* Passage fourni:
Ralph Murphy écrit des chansons depuis l’époque où, comme il aime le dire, « Dieu portait des culottes courtes ». Et ses succès s’étalent sur plusieurs décennies.

Ce légendaire membre de la SOCAN établi à Nashville et intronisé au Canadian Country Music Hall of Fame en 2012 a notamment écrit « Good Enough to Be Your Wife », chantée par Jeannie C. Riley (2e position dans les palmarès) en 1971, coécrit — en compagnie de Bobby Wood — les numéros 1 aux palmarès pour Crystal Gayle (1978) « Half the Way » ainsi que « He Got You » pour Ronnie Milsap (1980) et, plus récemment, le numéro 2 sur les palmarès britanniques « 21 st Century Christmas » pour Sir Cliff Richard en 2006.

Ses chansons ont été reprises par Randy Travis, le regretté Don Williams, Ray Price, Shania Twain, Kathy Mattea, Little Texas et, de l’autre côté de l’Atlantique, Brotherhood of Man et Vanity Fare.

Disons qu’à 73 ans, on peut dire de Murphy qu’il en sait un bout sur la création de chansons, et si sa carrière qui dure depuis un demi-siècle lui a appris une chose, c’est que plus ça change, plus c’est pareil.

Les cinq conseils cruciaux de Ralph Murphy pour les auteurs-compositeurs
• Écrivez toujours le deuxième couplet en premier.
• Passez à autre chose.
• Si vous n’avez pas de personnalité, louez-en une ; une belle personnalité peut vous mener loin.
• Pas de détails inexpliqués. Pas de dos d’âne. Pas de mots de trois syllabes dans un espace à deux syllabes.
• Utilisez le pronom « tu » dans les 30 premières secondes de votre prochain Numéro 1.

« Les seules choses qui changent sont le vocabulaire et la technologie », explique Murphy, dont le livre Murphy’s Laws of Songwriting : How to Write a Hit Song a été salué par bon nombre d’artisans reconnus du monde de la musique. « La structure demeure la même. Prenez le nouveau “hit” de Taylor Swift [“Look What You Made Me Do”] : c’est l’exemple parfait de quatrième forme — la rime change dans le prérefrain et utilise le pronom “you”. Le “bridge” – ce que j’appelle le “mur des deux minutes” est exactement là où il doit se trouver. »

* Actions demandées:
- A) Répondez à ces questions sur le texte consacré à Ralph Murphy :
(i) En quelle année a-t-il été intronisé au Canadian Country Music Hall of Fame ?
(ii) D'après le premier de ses cinq conseils, quel couplet faut-il toujours écrire en premier ?
(iii) Selon lui, quelles sont les seules choses qui changent ?
- B) Poursuivez le texte sur Ralph Murphy à partir de sa dernière phrase.
Les items n'interviennent pas dans ce travail.

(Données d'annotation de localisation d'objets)

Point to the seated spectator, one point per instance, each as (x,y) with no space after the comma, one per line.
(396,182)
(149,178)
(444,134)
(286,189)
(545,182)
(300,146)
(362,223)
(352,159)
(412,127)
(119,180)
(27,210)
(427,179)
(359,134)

* Résultats par tâche:
- A)
(i) En 2012.
(ii) Le deuxième couplet.
(iii) Le vocabulaire et la technologie.

- B)
Murphy — dont la maison d’édition Picalic Group of Companies qu’il dirige conjointement avec Roger Cook a également créé un autre No 1 pour Crystal Gayle, une fois de plus coécrit avec Bobby Wood, « Talking in Your Sleep » — était l’hôte du SOCAN House Song Camp dans le cadre de la plus récente édition du festival-conférence BreakOut West qui avait lieu, cette année, à Edmonton la semaine dernière.

La SOCAN a sélectionné une douzaine d’auteurs-compositeurs qui ont participé à cet atelier interactif. Murphy avait son plan de match : « J’analyse tous les numéros de l’année et leur structure », explique-t-il. « Puis j’écoute les chansons de tous les participants, je leur fais réécrire le jour même puis rejouer le lendemain matin. Puis, je leur donne un devoir basé sur la structure et un titre — ils doivent tous travailler avec le même titre. »

Ainsi, Murphy se retrouve à écouter une douzaine de chansons avec le même titre et l’analyse révèlera à quel point les participants ont suivi, ou non, ses instructions. « Pas deux chansons ne sont semblables, c’est vraiment fascinant », poursuit Murphy.

Murphy est né à Saffron Walden, Angleterre, et est arrivé au Canada – à Wallaceburg, Ontario – à l’âge de six ans, puis, comme à peu près tout le monde sur la planète, il a été « renversé » par les Beatles lors qu’il avait 16 ans. En 1965, à l’âge de 19 ans, il décide de s’établir là où se trouve l’action.

« Les seules choses qui changent sont le vocabulaire et la technologie. La structure demeure la même. »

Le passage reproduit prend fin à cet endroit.